STATED TASK
Copy out the whole listing exactly as written, leaving the pictures behind.

(Rows from a dataset)
◆ ◆ ◆ ◆ ◆ ◆ ◆

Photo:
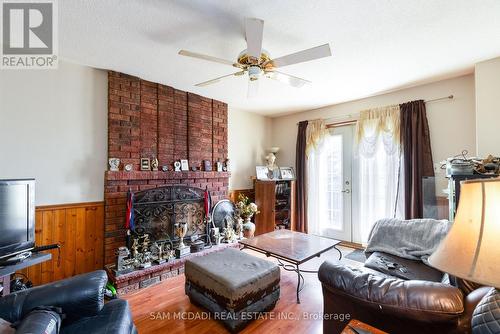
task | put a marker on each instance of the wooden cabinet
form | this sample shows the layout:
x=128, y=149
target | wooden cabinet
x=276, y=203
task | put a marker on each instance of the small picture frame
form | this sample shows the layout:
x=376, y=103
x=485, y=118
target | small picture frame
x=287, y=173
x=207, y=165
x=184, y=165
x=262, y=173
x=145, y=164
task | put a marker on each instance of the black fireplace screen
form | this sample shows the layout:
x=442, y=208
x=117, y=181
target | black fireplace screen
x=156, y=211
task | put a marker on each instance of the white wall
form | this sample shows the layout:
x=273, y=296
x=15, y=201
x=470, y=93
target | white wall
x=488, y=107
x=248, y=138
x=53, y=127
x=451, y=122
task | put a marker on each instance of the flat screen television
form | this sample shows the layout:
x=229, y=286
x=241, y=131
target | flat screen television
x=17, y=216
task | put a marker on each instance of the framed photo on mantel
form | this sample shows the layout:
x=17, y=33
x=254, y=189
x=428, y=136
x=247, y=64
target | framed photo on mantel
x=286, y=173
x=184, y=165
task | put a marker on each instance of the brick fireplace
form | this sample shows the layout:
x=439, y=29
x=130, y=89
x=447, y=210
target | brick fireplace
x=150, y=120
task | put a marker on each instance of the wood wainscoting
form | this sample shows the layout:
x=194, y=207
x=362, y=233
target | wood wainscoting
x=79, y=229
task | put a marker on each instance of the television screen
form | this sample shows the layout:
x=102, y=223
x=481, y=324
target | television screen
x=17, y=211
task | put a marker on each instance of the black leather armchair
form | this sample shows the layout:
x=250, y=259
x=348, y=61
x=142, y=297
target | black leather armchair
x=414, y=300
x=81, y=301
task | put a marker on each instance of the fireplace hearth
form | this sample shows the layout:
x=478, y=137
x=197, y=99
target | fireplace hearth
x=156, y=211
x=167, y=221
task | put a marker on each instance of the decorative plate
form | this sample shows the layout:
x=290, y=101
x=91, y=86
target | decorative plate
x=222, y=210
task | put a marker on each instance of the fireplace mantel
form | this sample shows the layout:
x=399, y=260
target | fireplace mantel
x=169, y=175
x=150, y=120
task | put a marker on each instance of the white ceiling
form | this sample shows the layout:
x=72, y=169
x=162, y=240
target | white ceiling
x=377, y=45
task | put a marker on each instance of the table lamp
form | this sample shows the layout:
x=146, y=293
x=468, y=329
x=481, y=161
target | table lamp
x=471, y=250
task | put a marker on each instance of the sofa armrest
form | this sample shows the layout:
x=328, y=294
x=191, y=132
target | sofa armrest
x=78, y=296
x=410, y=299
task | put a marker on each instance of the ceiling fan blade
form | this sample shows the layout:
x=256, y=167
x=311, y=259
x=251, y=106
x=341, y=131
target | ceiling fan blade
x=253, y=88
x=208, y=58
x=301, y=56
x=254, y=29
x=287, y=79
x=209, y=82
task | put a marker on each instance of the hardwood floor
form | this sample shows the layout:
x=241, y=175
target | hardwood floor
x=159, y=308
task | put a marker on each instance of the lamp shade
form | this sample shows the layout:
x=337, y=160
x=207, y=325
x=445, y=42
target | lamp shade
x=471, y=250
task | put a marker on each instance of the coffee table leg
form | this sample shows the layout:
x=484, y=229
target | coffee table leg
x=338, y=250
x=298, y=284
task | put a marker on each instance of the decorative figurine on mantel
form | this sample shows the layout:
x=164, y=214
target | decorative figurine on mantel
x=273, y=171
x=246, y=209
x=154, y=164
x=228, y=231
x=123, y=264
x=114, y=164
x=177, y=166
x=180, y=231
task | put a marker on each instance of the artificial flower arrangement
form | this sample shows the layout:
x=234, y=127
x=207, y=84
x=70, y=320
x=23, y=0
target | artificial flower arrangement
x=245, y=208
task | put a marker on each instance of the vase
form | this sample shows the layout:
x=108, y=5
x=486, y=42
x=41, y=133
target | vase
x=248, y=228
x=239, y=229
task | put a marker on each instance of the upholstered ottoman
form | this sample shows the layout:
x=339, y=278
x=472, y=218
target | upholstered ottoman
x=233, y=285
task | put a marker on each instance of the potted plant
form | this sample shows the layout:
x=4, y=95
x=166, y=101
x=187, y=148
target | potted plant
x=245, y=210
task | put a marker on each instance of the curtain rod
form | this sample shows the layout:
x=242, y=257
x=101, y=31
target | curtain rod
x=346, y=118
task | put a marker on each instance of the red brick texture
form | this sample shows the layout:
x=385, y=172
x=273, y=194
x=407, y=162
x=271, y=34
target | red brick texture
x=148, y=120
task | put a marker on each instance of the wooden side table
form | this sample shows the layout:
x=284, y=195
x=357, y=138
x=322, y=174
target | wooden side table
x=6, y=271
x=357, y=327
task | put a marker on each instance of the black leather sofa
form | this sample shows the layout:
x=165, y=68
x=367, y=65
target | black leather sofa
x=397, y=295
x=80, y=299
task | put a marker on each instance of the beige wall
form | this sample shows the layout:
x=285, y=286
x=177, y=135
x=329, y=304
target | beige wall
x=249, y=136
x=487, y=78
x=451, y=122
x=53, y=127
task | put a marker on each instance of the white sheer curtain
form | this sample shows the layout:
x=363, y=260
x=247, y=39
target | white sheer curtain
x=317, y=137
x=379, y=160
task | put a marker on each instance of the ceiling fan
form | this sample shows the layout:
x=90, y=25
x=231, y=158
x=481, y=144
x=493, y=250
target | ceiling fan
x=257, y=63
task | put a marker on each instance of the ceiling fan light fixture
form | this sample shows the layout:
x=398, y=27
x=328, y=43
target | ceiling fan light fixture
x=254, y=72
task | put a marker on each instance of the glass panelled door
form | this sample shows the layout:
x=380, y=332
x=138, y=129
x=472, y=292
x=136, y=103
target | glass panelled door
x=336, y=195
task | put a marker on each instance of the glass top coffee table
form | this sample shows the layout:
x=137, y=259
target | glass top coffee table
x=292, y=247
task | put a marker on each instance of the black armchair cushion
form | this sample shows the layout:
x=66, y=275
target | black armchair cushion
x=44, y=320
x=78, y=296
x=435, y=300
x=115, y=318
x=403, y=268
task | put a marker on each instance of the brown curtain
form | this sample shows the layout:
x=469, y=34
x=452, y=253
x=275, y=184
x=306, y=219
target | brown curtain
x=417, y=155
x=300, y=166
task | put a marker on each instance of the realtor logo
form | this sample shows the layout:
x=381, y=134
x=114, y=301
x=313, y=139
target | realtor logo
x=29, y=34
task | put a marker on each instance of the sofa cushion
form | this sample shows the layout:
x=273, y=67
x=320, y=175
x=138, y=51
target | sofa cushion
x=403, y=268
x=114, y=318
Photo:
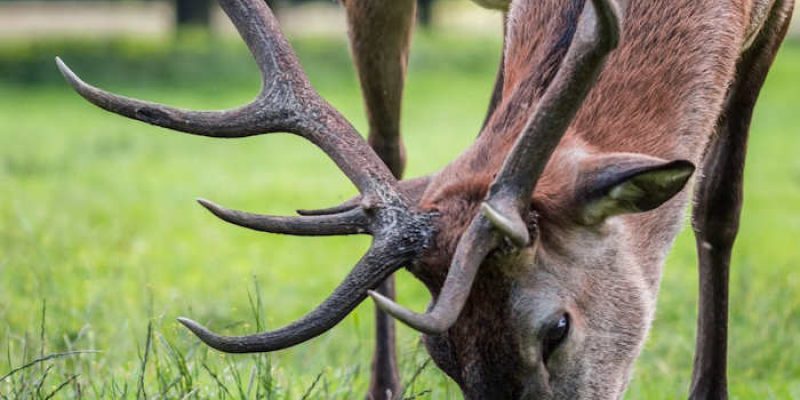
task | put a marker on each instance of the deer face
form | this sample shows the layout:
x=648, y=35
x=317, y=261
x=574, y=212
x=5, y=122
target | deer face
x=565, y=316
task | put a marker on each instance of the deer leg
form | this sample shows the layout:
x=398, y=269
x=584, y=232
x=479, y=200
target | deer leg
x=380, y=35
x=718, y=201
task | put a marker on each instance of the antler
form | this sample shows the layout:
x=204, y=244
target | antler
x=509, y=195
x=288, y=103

◆ ◆ ◆ ◆ ◆ ◆ ◆

SOLUTION TO THIS EXERCISE
Photo:
task | put a marker on each instance of the wooden cabinet
form | this sample shows the layout:
x=128, y=149
target | wooden cabinet
x=276, y=203
task | put a marker on each instance of the small picture frame
form | this sample shows the layout:
x=376, y=103
x=485, y=118
target | small picture frame
x=287, y=173
x=207, y=165
x=184, y=165
x=262, y=173
x=145, y=164
task | put a marker on each instance of the black fireplace screen
form | this sample shows the layout:
x=442, y=208
x=117, y=181
target | black fireplace screen
x=156, y=211
task | put a marker on each instance of the white wall
form | this sample shows the layout:
x=273, y=296
x=15, y=201
x=470, y=93
target | white wall
x=488, y=107
x=248, y=138
x=53, y=127
x=451, y=122
task | put a marker on each instance of the flat screen television
form | this sample shows the layout:
x=229, y=286
x=241, y=131
target | flat screen television
x=17, y=216
task | put a marker on each instance of the framed photo on mantel
form | this sample shows the layout:
x=17, y=33
x=254, y=189
x=428, y=136
x=247, y=64
target | framed photo on mantel
x=286, y=173
x=184, y=165
task | put a marker on each instance of the brick fireplace
form | this sample shows the layout:
x=439, y=29
x=130, y=89
x=447, y=210
target | brick fireplace
x=150, y=120
task | put a marker on each instance of the wood wainscoting
form | this sample shows the layout:
x=194, y=207
x=362, y=233
target | wood wainscoting
x=79, y=229
task | put a marker on each instance of the television screen
form | this sample shows the layout:
x=102, y=223
x=481, y=324
target | television screen
x=17, y=211
task | put a marker on each instance of the black leather armchair
form | this sample shows the layout:
x=250, y=259
x=348, y=61
x=142, y=297
target | black leather armchair
x=414, y=300
x=81, y=301
task | put a marker on each instance of the fireplace hearth
form | this sample shows the layout:
x=478, y=137
x=197, y=99
target | fireplace hearth
x=156, y=211
x=167, y=221
task | put a marker on each instance of the decorative plate
form | this sample shows the layout:
x=290, y=101
x=91, y=86
target | decorative plate
x=222, y=210
task | put a marker on each instance of the fireplace mantel
form | this sample shows the layout:
x=399, y=260
target | fireplace mantel
x=169, y=175
x=150, y=120
task | put a marker on each instance of the white ceiling
form | this sample shows the layout:
x=72, y=169
x=162, y=240
target | white ceiling
x=377, y=45
task | put a marker on each instance of the table lamp
form | this sample shows the layout:
x=146, y=293
x=468, y=329
x=481, y=161
target | table lamp
x=471, y=250
task | put a marker on each instance of the sofa armrest
form | this sample shows the layout:
x=328, y=294
x=191, y=132
target | sofa armrest
x=78, y=296
x=410, y=299
task | put a marker on each instance of the ceiling fan blade
form | this sample shows the layout:
x=256, y=167
x=311, y=259
x=251, y=106
x=341, y=131
target | ceiling fan blade
x=253, y=88
x=208, y=58
x=301, y=56
x=254, y=29
x=287, y=79
x=209, y=82
task | put a marker on each instance of the hardwood floor
form | this sample shows the layout:
x=241, y=175
target | hardwood floor
x=159, y=308
task | put a marker on each instance of the lamp shade
form | this sample shows the layout:
x=337, y=160
x=207, y=325
x=445, y=42
target | lamp shade
x=471, y=250
task | put a marker on each instance of the coffee table leg
form | this sample shows the layout:
x=484, y=229
target | coffee table leg
x=338, y=250
x=298, y=284
task | put a marker on each instance of the decorative figurine on mantel
form | this sample shows the layout:
x=164, y=214
target | decorative figurine on mantel
x=273, y=171
x=246, y=209
x=154, y=164
x=228, y=231
x=123, y=264
x=114, y=164
x=177, y=166
x=180, y=231
task | put a marker on each instance of the artificial flower arrangement
form | this sample shows the layout:
x=234, y=127
x=207, y=84
x=70, y=320
x=23, y=0
target | artificial flower arrangement
x=245, y=208
task | put a marker on each instance of the vase
form | this sample shows the layout:
x=108, y=5
x=486, y=42
x=41, y=133
target | vase
x=248, y=228
x=239, y=229
task | put a marker on each instance of the upholstered ottoman
form | this sample shows the layout:
x=339, y=278
x=472, y=218
target | upholstered ottoman
x=233, y=285
task | put a marker on each instance of the potted plant
form | this sample shows the layout:
x=4, y=95
x=166, y=101
x=187, y=148
target | potted plant
x=245, y=210
task | put a marker on each instance of the curtain rod
form | this sample shows the layout:
x=242, y=257
x=101, y=31
target | curtain rod
x=346, y=118
task | put a marker on each instance of the red brick texture
form | this sample shows the layout:
x=385, y=172
x=273, y=194
x=407, y=162
x=271, y=34
target | red brick texture
x=148, y=120
task | put a marker on each instance of the wooden side table
form | this sample shows the layout:
x=284, y=195
x=357, y=138
x=322, y=174
target | wooden side table
x=6, y=271
x=357, y=327
task | put a marker on each instance of the black leather sofa
form | this sample shows the layout:
x=165, y=68
x=367, y=65
target | black leather sofa
x=397, y=295
x=80, y=299
task | put a marker on each instance of the beige wall
form | this sample shows the layout:
x=285, y=286
x=177, y=135
x=329, y=304
target | beige wall
x=249, y=136
x=487, y=78
x=451, y=122
x=53, y=127
task | put a marker on each instance of the white sheer curtain
form | this sample shows the layout:
x=363, y=260
x=247, y=39
target | white sheer curtain
x=317, y=137
x=379, y=160
task | put a marker on each instance of the ceiling fan
form | this sample shows the layout:
x=90, y=25
x=231, y=158
x=481, y=144
x=493, y=250
target | ceiling fan
x=257, y=63
task | put a marker on each instance of the ceiling fan light fixture
form | this sample shows the layout:
x=398, y=27
x=328, y=43
target | ceiling fan light fixture
x=254, y=72
task | put a marker on each instance of the glass panelled door
form | this sample shows the layout:
x=380, y=332
x=138, y=129
x=472, y=292
x=136, y=103
target | glass panelled door
x=336, y=195
task | put a marker on each instance of the glass top coffee table
form | this sample shows the layout:
x=137, y=259
target | glass top coffee table
x=292, y=247
task | put a marker on each instance of the black armchair cushion
form | this sample shows the layout:
x=66, y=275
target | black armchair cushion
x=44, y=320
x=78, y=296
x=435, y=300
x=115, y=318
x=403, y=268
task | put a marker on each instance of the brown curtain
form | this sample shows the layout:
x=469, y=34
x=452, y=253
x=275, y=184
x=306, y=219
target | brown curtain
x=417, y=155
x=300, y=166
task | put a marker on each instance of the realtor logo
form | this sample shows the layout:
x=381, y=134
x=114, y=301
x=313, y=139
target | realtor logo
x=29, y=34
task | put a marker on each instance of the sofa cushion
form | this sample shows the layout:
x=273, y=67
x=320, y=175
x=138, y=51
target | sofa cushion
x=403, y=268
x=114, y=318
Photo:
task | put a marker on each instance of the deer face
form | this sample shows the layout:
x=648, y=35
x=317, y=261
x=574, y=212
x=5, y=122
target | deer face
x=565, y=316
task | put a marker on each instance of the deer leg
form | this sample shows the layout:
x=398, y=269
x=584, y=232
x=479, y=200
target | deer leg
x=380, y=35
x=718, y=201
task | put a marker on each instance of the antler
form | this sample shows the layout:
x=204, y=244
target | antler
x=509, y=195
x=288, y=103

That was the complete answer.